◆ ТЕКСТОВЫЙ БЛОК
+ + +

Сегодня у нас студенты, поэтому я представляю интересные снимки из моего архива – снимок грудной клетки больного с аспергиломой лёгкого, компьютерная томограмма грудной клетки пациентки с шейно-медиастинальной дермоидной кистой, компьютерная томограмма живота больной с эхинококковой кистой печени и селезёнки. Впечатляющая коллекция…
Нейрохирург Копли поразил воображение студентов компьютерной томограммой головного мозга с туберкуломой больного СПИДом.
Джеймс Томсон, единственный в провинции хирург, выполняющий исследование протоков поджелудочной железы, показывает снимок со стентом (саморасширяющейся плетёной металлической трубкой) в общем жёлчном протоке, установленным им через кожу и внутрипечёночные жёлчные протоки у больного раком головки поджелудочной железы.
Мы имеем полное право гордиться нашим учебным «x-ray meeting» – таких не проводят даже в базовом госпитале MEDUNSA (Медицинский Университет Юга Африки) в Претории.

+ + +

◆ ПРЕДОСТАВЛЕННЫЙ МАТЕРИАЛ
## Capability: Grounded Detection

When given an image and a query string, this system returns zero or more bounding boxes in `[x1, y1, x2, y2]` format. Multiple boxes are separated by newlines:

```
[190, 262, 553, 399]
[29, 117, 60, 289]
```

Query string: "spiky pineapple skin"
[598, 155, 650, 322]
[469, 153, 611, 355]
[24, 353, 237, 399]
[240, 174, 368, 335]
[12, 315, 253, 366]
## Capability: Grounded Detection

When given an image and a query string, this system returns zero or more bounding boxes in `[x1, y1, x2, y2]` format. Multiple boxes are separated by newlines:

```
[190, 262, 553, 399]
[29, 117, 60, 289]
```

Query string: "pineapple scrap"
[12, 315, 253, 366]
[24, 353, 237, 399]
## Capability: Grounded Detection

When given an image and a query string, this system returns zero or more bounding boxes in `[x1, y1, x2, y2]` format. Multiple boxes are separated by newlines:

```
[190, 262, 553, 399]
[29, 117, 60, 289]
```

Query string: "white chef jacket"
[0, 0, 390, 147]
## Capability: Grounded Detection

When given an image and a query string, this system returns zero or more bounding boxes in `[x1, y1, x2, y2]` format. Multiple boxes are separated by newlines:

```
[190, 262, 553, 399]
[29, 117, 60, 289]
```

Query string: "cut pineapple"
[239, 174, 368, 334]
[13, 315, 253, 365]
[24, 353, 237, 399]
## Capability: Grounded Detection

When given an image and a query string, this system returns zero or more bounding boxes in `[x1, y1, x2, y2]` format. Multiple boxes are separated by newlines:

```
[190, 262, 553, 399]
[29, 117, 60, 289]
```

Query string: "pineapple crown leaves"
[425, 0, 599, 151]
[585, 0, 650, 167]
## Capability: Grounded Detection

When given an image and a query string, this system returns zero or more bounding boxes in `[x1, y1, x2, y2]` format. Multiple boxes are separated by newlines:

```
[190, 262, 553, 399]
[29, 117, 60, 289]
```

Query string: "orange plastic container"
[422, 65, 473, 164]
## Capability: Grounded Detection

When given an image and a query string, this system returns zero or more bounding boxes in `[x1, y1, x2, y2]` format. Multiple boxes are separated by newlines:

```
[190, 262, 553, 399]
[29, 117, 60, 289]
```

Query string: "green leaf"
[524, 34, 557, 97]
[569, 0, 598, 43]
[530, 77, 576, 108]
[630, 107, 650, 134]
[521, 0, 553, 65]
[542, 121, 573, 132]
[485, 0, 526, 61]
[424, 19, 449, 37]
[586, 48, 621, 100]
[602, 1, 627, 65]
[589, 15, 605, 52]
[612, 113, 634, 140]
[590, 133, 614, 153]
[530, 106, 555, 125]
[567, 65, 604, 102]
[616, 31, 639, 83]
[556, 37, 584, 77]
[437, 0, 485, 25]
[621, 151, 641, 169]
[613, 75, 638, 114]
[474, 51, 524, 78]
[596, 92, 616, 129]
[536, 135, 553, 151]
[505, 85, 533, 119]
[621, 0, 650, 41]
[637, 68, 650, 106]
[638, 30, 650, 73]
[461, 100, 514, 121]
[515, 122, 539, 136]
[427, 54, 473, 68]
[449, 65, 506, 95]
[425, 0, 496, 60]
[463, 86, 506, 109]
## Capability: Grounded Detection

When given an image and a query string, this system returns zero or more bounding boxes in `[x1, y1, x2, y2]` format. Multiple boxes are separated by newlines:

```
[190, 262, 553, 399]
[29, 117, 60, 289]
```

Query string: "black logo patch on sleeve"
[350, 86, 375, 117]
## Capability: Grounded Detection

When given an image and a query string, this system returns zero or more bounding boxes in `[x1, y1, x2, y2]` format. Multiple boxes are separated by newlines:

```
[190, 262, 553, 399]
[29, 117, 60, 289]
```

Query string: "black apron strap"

+ + +

◆ ВОПРОСЫ
(a) Какой снимок нейрохирург Копли показал студентам в тексте о разборе снимков?
(b) Подхватите текст о разборе снимков со студентами и продолжите его после последнего предложения.

◆ ОТВЕТЫ ПО ПОРЯДКУ
(a) Компьютерную томограмму головного мозга с туберкуломой больного СПИДом.

(b)
Прибываю в Манквенг-госпиталь. Сегодня у меня день обхода с врачами моей бригады. К обходу присоединяются студенты.
Обращаюсь к студентам:
– Значит, так… Наш интерн Джон – ваш старший брат, врач Томас Соко – ваш самый-самый старший брат, доктор Игнасио Монсон – ваш папа, а я – ваш дед.
Быстро делаем обход и обсуждаем (в основном с Монсоном) планы обследования больных, составляем список операций на неделю. Докладывает в основном Соко Томас, Джон пока только пытается вставить словечко. Во время обхода раздаю больных студентам – они должны писать на них студенческие истории болезни. Я стараюсь дать больных уже оперированных: «Мне от вас нужно понимание осложнений, которые могут развиться у больных после операции».
После обхода отпускаю Игнасио по его непрекращающимся делам легализации в стране – сам такое проходил…
С Томасом, Джоном и студентами идём в эндоскопическую – тут у нас чудесные гастроскопы, с помощью которых я на экране телевизора показывают больным их собственные желудки.
Обращаюсь к студентам:
– Вы не представляете себе, как я вам завидую. Когда я был в вашем возрасте, к нам в НИИ онкологии привезли первые японские фиброскопы. Они были страшно дорогие, поэтому для них создали специальную лабораторию с профессором во главе. Никому из нас не разрешалось прикасаться к этим приборам. А у нас в Манквенге и Полокване сейчас около десяти гастроскопов, три сигмоскопа, три колоноскопа, пять бронхоскопов – пользуйтесь! Но никто не хочет изучать это дело – просто направляют больных к хирургам для эндоскопии.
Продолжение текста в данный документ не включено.